** AIM OF THE EXERCISE **
An exact copy of all the data is the expected answer.

Natural language region descriptions:
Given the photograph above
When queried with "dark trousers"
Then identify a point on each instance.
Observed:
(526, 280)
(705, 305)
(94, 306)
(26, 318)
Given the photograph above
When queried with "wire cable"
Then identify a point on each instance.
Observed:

** ANSWER TO THIS TASK **
Given the photograph above
When queried with "dark trousers"
Then identify a point on each instance.
Observed:
(526, 280)
(705, 305)
(94, 306)
(26, 318)
Given the photograph above
When queried with "wire cable"
Then identify a point on each instance.
Observed:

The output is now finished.